- _YOUR INSTRUCTIONS_:
Once the line containing "negative clicks: (485, 623)" is found in the entries below, restate it and each following line word for word, stopping after the line containing "positive clicks: (185, 855)".

****

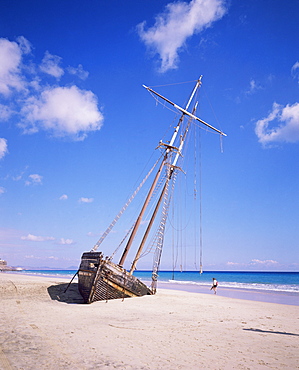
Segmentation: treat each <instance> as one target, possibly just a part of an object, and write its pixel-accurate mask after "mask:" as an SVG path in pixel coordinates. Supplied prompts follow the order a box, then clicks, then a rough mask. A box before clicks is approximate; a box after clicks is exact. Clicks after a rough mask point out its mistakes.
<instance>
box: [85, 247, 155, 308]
mask: <svg viewBox="0 0 299 370" xmlns="http://www.w3.org/2000/svg"><path fill="white" fill-rule="evenodd" d="M78 283H79V284H78V285H79V291H80V293H81V295H82V297H83V299H84V302H85V303H92V302H95V301H103V300H110V299H117V298H128V297H140V296H143V295H151V294H154V293H153V292H152V290H151V289H150V288H148V287H147V286H146V285H145V284H144V283H142V282H141V281H140V280H139V279H137V278H136V277H135V276H133V275H130V274H129V273H128V271H126V270H125V269H124V268H122V267H120V266H118V265H116V264H115V263H113V262H111V261H109V260H107V259H103V255H102V253H101V252H85V253H83V255H82V258H81V264H80V267H79V270H78Z"/></svg>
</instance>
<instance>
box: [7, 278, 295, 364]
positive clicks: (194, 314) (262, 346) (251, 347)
mask: <svg viewBox="0 0 299 370" xmlns="http://www.w3.org/2000/svg"><path fill="white" fill-rule="evenodd" d="M67 284H68V280H64V279H61V278H57V279H55V278H45V277H32V276H26V275H18V274H7V273H0V294H1V305H0V325H1V326H0V327H1V329H0V368H1V369H5V370H7V369H114V368H117V369H199V368H202V369H265V368H270V369H281V368H284V369H297V368H299V351H298V348H299V309H298V306H292V305H283V304H276V303H265V302H257V301H250V300H241V299H235V298H229V297H223V296H218V295H214V294H198V293H190V292H183V291H176V290H166V289H160V290H159V291H158V293H157V294H156V295H155V296H145V297H140V298H129V299H125V300H114V301H109V302H107V303H106V302H96V303H93V304H91V305H85V304H81V302H82V299H81V298H80V295H79V293H78V290H77V284H76V283H74V284H72V285H71V287H70V289H69V290H68V291H67V292H66V293H64V290H65V288H66V286H67Z"/></svg>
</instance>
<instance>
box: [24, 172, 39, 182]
mask: <svg viewBox="0 0 299 370" xmlns="http://www.w3.org/2000/svg"><path fill="white" fill-rule="evenodd" d="M28 177H29V180H27V181H26V182H25V185H41V184H42V179H43V176H41V175H38V174H37V173H34V174H32V175H29V176H28Z"/></svg>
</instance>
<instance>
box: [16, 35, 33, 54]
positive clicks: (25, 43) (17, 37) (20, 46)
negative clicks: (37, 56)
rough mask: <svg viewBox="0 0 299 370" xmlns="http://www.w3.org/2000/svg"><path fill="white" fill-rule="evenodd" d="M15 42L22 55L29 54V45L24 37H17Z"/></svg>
mask: <svg viewBox="0 0 299 370" xmlns="http://www.w3.org/2000/svg"><path fill="white" fill-rule="evenodd" d="M17 42H18V44H19V47H20V50H21V51H22V53H23V54H29V53H30V52H31V49H32V46H31V43H30V42H29V41H28V40H27V39H25V37H24V36H19V37H17Z"/></svg>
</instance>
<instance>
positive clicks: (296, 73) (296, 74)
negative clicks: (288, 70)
mask: <svg viewBox="0 0 299 370" xmlns="http://www.w3.org/2000/svg"><path fill="white" fill-rule="evenodd" d="M291 73H292V76H293V77H294V78H297V79H298V83H299V62H298V61H297V62H296V63H295V64H294V65H293V67H292V69H291Z"/></svg>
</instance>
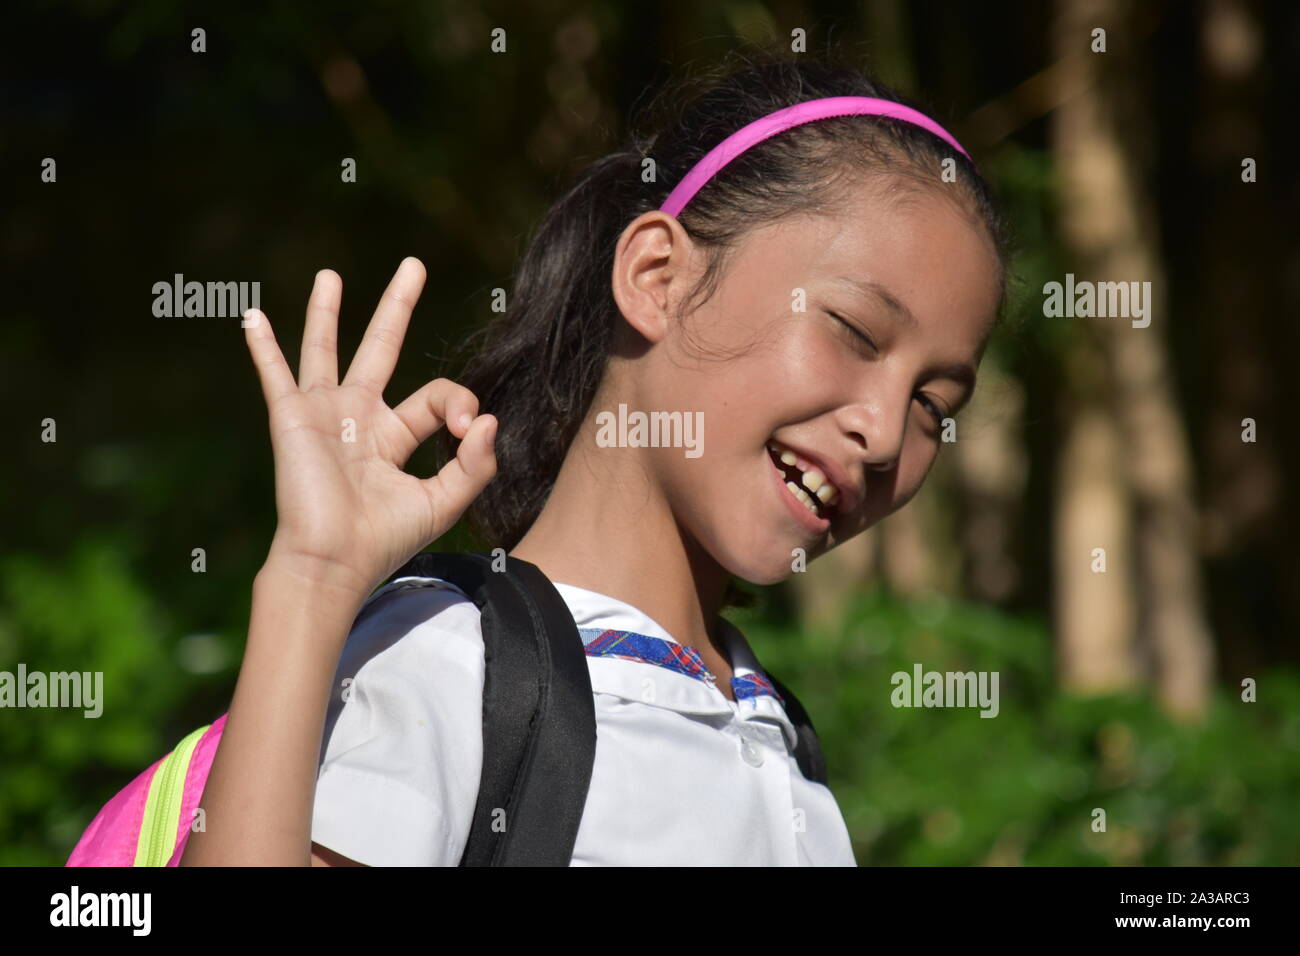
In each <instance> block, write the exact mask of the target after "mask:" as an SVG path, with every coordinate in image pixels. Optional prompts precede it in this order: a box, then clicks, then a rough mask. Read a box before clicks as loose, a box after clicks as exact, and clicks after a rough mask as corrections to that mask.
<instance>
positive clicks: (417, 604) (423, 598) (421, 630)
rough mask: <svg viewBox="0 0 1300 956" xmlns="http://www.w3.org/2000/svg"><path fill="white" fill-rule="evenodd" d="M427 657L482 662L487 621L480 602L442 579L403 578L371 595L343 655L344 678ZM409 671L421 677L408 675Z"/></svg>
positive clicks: (419, 662) (433, 659)
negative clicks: (485, 623)
mask: <svg viewBox="0 0 1300 956" xmlns="http://www.w3.org/2000/svg"><path fill="white" fill-rule="evenodd" d="M421 661H426V662H432V661H439V662H443V663H447V665H451V666H464V667H468V669H471V670H473V669H474V663H476V661H477V665H478V667H480V669H481V665H482V626H481V623H480V613H478V609H477V607H476V606H474V604H473V602H472V601H471V600H469V598H468V597H465V596H464V594H463V593H461V592H460V591H459V589H458V588H455V587H454V585H451V584H447V583H445V581H438V580H435V579H403V580H400V581H394V583H390V584H386V585H383V587H382V588H380V589H378V591H376V592H374V593H373V594H370V597H368V598H367V601H365V604H364V605H361V610H360V611H359V613H357V615H356V620H354V623H352V630H351V632H350V633H348V636H347V641H346V644H344V645H343V652H342V654H341V656H339V669H338V678H339V680H342V679H344V678H354V679H355V678H356V676H357V674H359V672H361V671H369V672H374V671H378V670H390V669H394V666H398V667H400V666H409V665H416V663H420V662H421ZM408 676H412V678H415V676H417V675H415V674H408Z"/></svg>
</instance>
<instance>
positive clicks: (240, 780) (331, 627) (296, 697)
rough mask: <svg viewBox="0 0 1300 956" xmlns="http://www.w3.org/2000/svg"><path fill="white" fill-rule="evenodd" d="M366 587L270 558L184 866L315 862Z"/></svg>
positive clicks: (185, 855)
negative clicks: (337, 693)
mask: <svg viewBox="0 0 1300 956" xmlns="http://www.w3.org/2000/svg"><path fill="white" fill-rule="evenodd" d="M365 597H367V593H364V592H361V591H360V589H359V588H356V587H355V585H344V584H334V583H329V581H328V580H326V579H325V578H324V575H318V574H315V572H313V571H312V570H311V568H307V567H303V566H294V564H290V563H287V562H279V561H277V559H268V562H266V564H264V566H263V568H261V571H259V574H257V578H256V579H255V581H253V589H252V609H251V614H250V622H248V643H247V648H246V650H244V658H243V665H242V666H240V669H239V679H238V682H237V684H235V692H234V697H233V700H231V704H230V713H229V715H227V717H226V726H225V731H224V732H222V737H221V744H220V747H218V748H217V753H216V757H214V758H213V762H212V769H211V771H209V775H208V780H207V786H205V788H204V792H203V799H201V801H200V806H203V809H204V816H205V831H200V832H191V834H190V839H188V843H187V845H186V849H185V853H183V856H182V858H181V865H182V866H203V865H208V866H211V865H218V866H227V865H260V866H298V865H302V866H307V865H309V864H311V823H312V806H313V803H315V799H316V774H317V767H318V760H320V748H321V739H322V732H324V726H325V711H326V706H328V704H329V695H330V691H331V683H333V679H334V674H335V671H337V667H338V658H339V654H341V652H342V648H343V643H344V641H346V639H347V635H348V632H350V630H351V626H352V622H354V619H355V617H356V613H357V610H359V609H360V606H361V604H363V602H364V600H365Z"/></svg>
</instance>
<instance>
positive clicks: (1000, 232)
mask: <svg viewBox="0 0 1300 956" xmlns="http://www.w3.org/2000/svg"><path fill="white" fill-rule="evenodd" d="M823 96H878V98H884V99H891V100H897V101H900V103H904V104H906V105H910V107H913V108H917V109H920V111H922V112H924V113H927V114H930V116H933V114H932V113H930V111H927V109H926V108H924V107H922V105H919V104H918V103H915V101H913V100H907V99H905V98H902V96H900V95H897V94H896V92H893V91H892V90H889V88H888V87H885V86H884V85H881V83H879V82H875V81H874V79H871V78H868V77H867V75H866V74H865V73H863V72H862V70H859V69H854V68H850V66H842V65H836V64H832V62H828V61H826V60H818V59H811V57H809V55H793V53H784V55H783V53H772V52H758V53H754V52H737V53H735V55H733V56H732V57H729V59H728V60H727V61H724V62H723V64H722V65H720V66H718V68H715V69H712V70H708V72H706V73H703V74H698V75H693V77H685V78H682V79H679V81H677V82H673V83H671V85H668V86H667V87H664V88H663V90H662V91H659V94H658V96H656V98H655V99H654V100H653V101H651V103H650V104H649V105H647V108H646V109H645V111H642V112H640V113H638V114H636V116H633V118H632V120H630V122H629V134H628V138H627V140H625V143H624V146H623V148H620V150H617V151H616V152H611V153H608V155H607V156H603V157H601V159H598V160H595V161H594V163H591V164H590V165H588V166H586V168H585V169H584V170H582V172H581V173H580V174H578V176H577V178H576V181H575V182H573V183H572V185H571V186H568V189H567V190H565V191H564V194H563V195H560V196H559V199H556V200H555V203H554V204H552V206H551V207H550V209H549V211H547V212H546V215H545V217H543V219H542V221H541V224H539V225H538V226H537V230H536V232H534V233H533V235H532V238H530V241H529V243H528V247H526V250H525V251H524V255H523V258H521V259H520V263H519V267H517V271H516V274H515V280H513V290H512V293H511V294H510V295H508V299H507V308H506V312H503V313H502V315H500V316H498V317H495V319H494V320H493V321H491V323H489V324H487V325H485V326H484V328H482V329H480V330H478V332H477V333H476V334H474V336H472V337H471V341H469V342H468V343H467V345H468V347H469V349H472V350H473V356H472V359H471V360H469V364H468V367H467V368H465V371H464V373H463V375H460V376H458V378H456V380H458V381H459V382H460V384H463V385H464V386H467V388H468V389H469V390H471V392H473V393H474V394H476V395H477V397H478V399H480V410H481V411H485V412H491V414H493V415H495V416H497V418H498V419H499V431H498V436H497V463H498V473H497V477H495V479H494V480H493V481H491V483H490V484H489V485H487V488H486V489H485V490H484V493H482V494H481V496H480V497H478V498H477V499H476V501H474V503H473V505H472V506H471V509H469V511H468V512H467V516H468V519H469V525H471V529H472V531H474V532H476V533H478V535H481V536H484V537H485V538H486V540H487V542H490V544H489V546H491V548H497V546H502V548H506V549H507V550H508V549H511V548H513V546H515V544H516V542H517V541H519V540H520V538H521V537H523V536H524V533H525V532H526V531H528V528H529V527H530V525H532V524H533V522H534V520H536V519H537V516H538V514H539V512H541V510H542V506H543V503H545V502H546V498H547V496H549V494H550V490H551V486H552V485H554V483H555V477H556V476H558V473H559V470H560V464H562V462H563V460H564V455H565V453H567V451H568V447H569V444H571V442H572V441H573V437H575V436H576V433H577V429H578V427H580V424H581V421H582V419H584V418H585V415H586V412H588V408H589V406H590V403H591V399H593V398H594V395H595V392H597V386H598V385H599V382H601V377H602V375H603V372H604V367H606V360H607V356H608V354H610V349H611V345H612V342H614V332H615V329H616V325H617V323H619V321H621V316H620V313H619V311H617V307H616V306H615V302H614V295H612V291H611V286H610V273H611V269H612V264H614V248H615V245H616V242H617V238H619V235H620V234H621V233H623V230H624V229H625V228H627V225H628V224H629V222H630V221H632V220H633V219H636V217H637V216H640V215H641V213H643V212H647V211H651V209H656V208H659V206H660V204H662V203H663V200H664V198H666V196H667V195H668V193H669V190H671V189H672V187H673V186H675V185H676V183H677V182H679V181H680V179H681V177H684V176H685V174H686V172H688V170H689V169H690V166H692V165H694V163H695V161H697V160H698V159H701V157H702V156H703V155H705V153H706V152H707V151H708V150H711V148H712V147H714V146H716V144H718V143H720V142H722V140H723V139H725V138H727V137H728V135H729V134H732V133H735V131H736V130H737V129H740V127H741V126H744V125H745V124H748V122H750V121H753V120H757V118H758V117H761V116H764V114H767V113H771V112H772V111H775V109H780V108H783V107H789V105H793V104H796V103H801V101H803V100H810V99H818V98H823ZM935 118H936V120H937V121H939V122H940V124H941V125H945V126H946V124H945V122H944V120H943V118H941V117H935ZM647 157H649V159H653V160H654V166H655V176H654V181H651V182H646V181H643V177H642V169H643V168H645V163H643V160H646V159H647ZM949 157H953V159H954V160H956V174H957V182H956V183H952V182H946V183H945V182H943V181H941V179H940V172H941V163H943V160H945V159H949ZM862 176H868V177H872V178H874V179H875V181H878V182H881V183H884V185H885V187H887V189H889V190H892V191H893V193H894V194H897V195H906V193H907V191H910V190H917V189H927V187H928V189H941V190H945V191H948V195H954V196H959V198H961V206H962V208H963V209H965V211H966V212H967V215H970V216H972V217H974V219H976V220H978V221H982V222H983V224H984V225H985V228H987V230H988V234H989V237H991V239H992V241H993V243H995V246H996V248H997V254H998V261H1000V274H998V286H1000V290H1001V295H1000V306H998V311H1000V312H1001V302H1002V300H1005V290H1006V255H1008V251H1006V250H1008V245H1009V241H1008V230H1006V224H1005V220H1004V217H1002V215H1001V212H1000V209H998V207H997V203H996V202H995V198H993V195H992V191H991V189H989V186H988V185H987V183H985V182H984V179H983V178H982V177H980V176H979V173H978V172H976V169H975V166H974V165H972V164H971V163H970V161H969V160H967V159H966V157H965V156H962V155H961V153H959V152H957V151H956V150H953V148H952V147H949V146H948V144H946V143H945V142H944V140H943V139H940V138H939V137H936V135H933V134H931V133H928V131H926V130H923V129H920V127H918V126H915V125H911V124H906V122H901V121H897V120H887V118H883V117H879V116H846V117H832V118H827V120H819V121H816V122H810V124H803V125H801V126H796V127H792V129H789V130H785V131H783V133H780V134H777V135H775V137H771V138H768V139H766V140H763V142H762V143H758V144H757V146H754V147H751V148H750V150H748V151H746V152H745V153H744V155H741V156H740V157H737V159H736V160H733V161H732V163H731V164H728V165H727V166H725V168H724V169H723V170H722V172H720V173H719V174H718V176H715V177H714V178H712V179H711V181H710V182H708V183H706V185H705V187H703V189H701V190H699V193H697V194H695V196H694V198H693V199H692V202H690V203H689V204H688V206H686V208H685V209H684V211H682V212H681V215H680V216H679V217H677V219H679V221H680V222H681V225H682V228H684V229H685V230H686V233H688V234H690V237H692V238H693V239H694V241H695V242H698V243H701V245H702V246H703V248H705V250H706V256H707V259H706V263H707V264H706V269H705V272H703V274H702V277H701V281H699V284H698V286H697V287H695V289H693V290H692V294H690V295H689V297H686V299H688V302H694V300H695V299H697V298H702V299H707V297H708V295H710V294H711V293H712V290H714V289H716V285H718V280H719V277H720V276H722V273H723V271H724V265H725V261H727V252H728V251H729V250H731V248H732V247H733V246H735V245H736V242H737V239H738V238H740V237H741V235H744V234H745V233H746V232H748V230H750V229H753V228H755V226H758V225H762V224H767V222H772V221H776V220H779V219H781V217H784V216H789V215H793V213H815V212H820V211H824V212H832V211H833V209H835V208H836V202H837V196H839V195H840V194H841V190H842V189H845V187H850V186H853V185H859V183H861V181H862ZM686 311H688V310H685V308H684V310H682V312H684V313H685V312H686ZM438 437H439V440H442V441H443V450H445V453H446V454H448V455H450V454H454V447H455V440H454V438H451V437H450V434H448V433H447V432H439V433H438ZM733 602H735V601H733Z"/></svg>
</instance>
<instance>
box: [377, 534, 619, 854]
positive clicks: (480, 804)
mask: <svg viewBox="0 0 1300 956" xmlns="http://www.w3.org/2000/svg"><path fill="white" fill-rule="evenodd" d="M500 561H503V562H504V570H503V571H493V558H491V557H490V555H486V554H429V553H425V554H417V555H415V557H413V558H412V559H411V561H408V562H407V563H406V564H403V566H402V567H400V568H399V570H398V571H396V572H395V574H394V575H393V576H391V578H390V579H389V580H390V581H391V580H393V579H395V578H402V576H407V575H417V576H421V578H438V579H441V580H445V581H450V583H451V584H455V585H456V587H458V588H460V589H461V591H463V592H465V594H468V596H469V598H471V600H472V601H473V602H474V604H476V605H477V606H478V609H480V611H481V614H482V618H481V620H482V635H484V661H485V666H486V672H485V675H484V761H482V774H481V778H480V784H478V801H477V804H476V805H474V818H473V825H472V826H471V829H469V839H468V842H467V843H465V852H464V855H463V856H461V858H460V865H461V866H568V865H569V861H571V858H572V856H573V843H575V840H576V839H577V827H578V823H580V822H581V819H582V810H584V808H585V806H586V792H588V787H589V786H590V783H591V765H593V762H594V761H595V704H594V700H593V696H591V680H590V676H589V674H588V669H586V652H585V649H584V646H582V639H581V636H580V635H578V632H577V624H575V623H573V615H572V614H571V613H569V609H568V605H565V604H564V600H563V598H562V597H560V596H559V592H558V591H555V585H554V584H551V581H550V579H547V578H546V575H543V574H542V571H541V570H539V568H538V567H537V566H536V564H530V563H529V562H526V561H519V559H517V558H511V557H510V555H503V557H502V558H500Z"/></svg>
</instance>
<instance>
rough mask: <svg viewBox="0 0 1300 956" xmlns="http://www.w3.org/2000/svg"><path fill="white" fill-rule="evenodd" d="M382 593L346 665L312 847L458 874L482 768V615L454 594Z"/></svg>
mask: <svg viewBox="0 0 1300 956" xmlns="http://www.w3.org/2000/svg"><path fill="white" fill-rule="evenodd" d="M438 584H439V585H438V587H434V585H432V583H430V585H429V587H412V583H411V581H407V583H394V584H390V585H385V587H383V588H381V589H380V591H377V592H376V593H374V594H372V596H370V597H369V598H368V600H367V602H365V604H364V605H363V607H361V611H360V613H359V614H357V618H356V620H355V622H354V624H352V631H351V632H350V633H348V637H347V643H346V645H344V648H343V653H342V656H341V657H339V663H338V670H337V672H335V676H334V687H333V689H331V692H330V700H329V709H328V713H326V719H325V731H324V737H322V741H321V758H320V774H318V778H317V792H316V803H315V810H313V822H312V839H313V840H316V842H317V843H320V844H321V845H324V847H329V848H330V849H334V851H337V852H339V853H343V855H344V856H347V857H351V858H354V860H356V861H359V862H364V864H369V865H455V862H458V861H459V857H460V853H461V852H463V848H464V842H465V839H467V836H468V830H469V825H471V821H472V817H473V809H474V804H476V801H477V793H478V780H480V773H481V766H482V687H484V674H485V669H484V643H482V630H481V623H480V613H478V609H477V607H476V606H474V604H473V602H472V601H469V598H467V597H465V596H464V594H461V593H460V592H459V591H456V589H454V588H452V587H451V585H446V584H442V583H438Z"/></svg>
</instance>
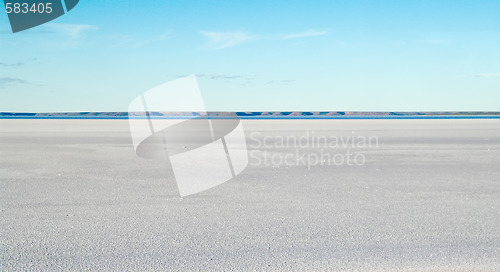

****

- _PROBLEM SOLUTION_:
negative clicks: (485, 623)
mask: <svg viewBox="0 0 1300 956" xmlns="http://www.w3.org/2000/svg"><path fill="white" fill-rule="evenodd" d="M421 661H426V662H432V661H439V662H443V663H447V665H451V666H464V667H468V669H471V670H473V669H474V663H476V661H477V665H478V667H480V669H481V665H482V626H481V623H480V613H478V609H477V607H476V606H474V604H473V602H472V601H471V600H469V598H468V597H465V596H464V594H463V593H461V592H460V591H459V589H458V588H455V587H454V585H451V584H447V583H445V581H438V580H435V579H403V580H400V581H394V583H390V584H386V585H383V587H382V588H380V589H378V591H376V592H374V593H373V594H370V597H368V598H367V601H365V604H364V605H361V610H360V611H359V613H357V615H356V620H354V623H352V630H351V632H350V633H348V636H347V641H346V644H344V645H343V652H342V654H341V656H339V669H338V678H339V680H342V679H344V678H354V679H355V678H356V676H357V674H359V672H361V671H369V672H374V671H378V670H390V669H394V666H398V667H400V666H409V665H416V663H420V662H421ZM408 676H412V678H415V676H417V675H415V674H408Z"/></svg>
</instance>
<instance>
positive clicks: (240, 780) (331, 627) (296, 697)
rough mask: <svg viewBox="0 0 1300 956" xmlns="http://www.w3.org/2000/svg"><path fill="white" fill-rule="evenodd" d="M366 587L270 558L184 866L315 862Z"/></svg>
positive clicks: (185, 855)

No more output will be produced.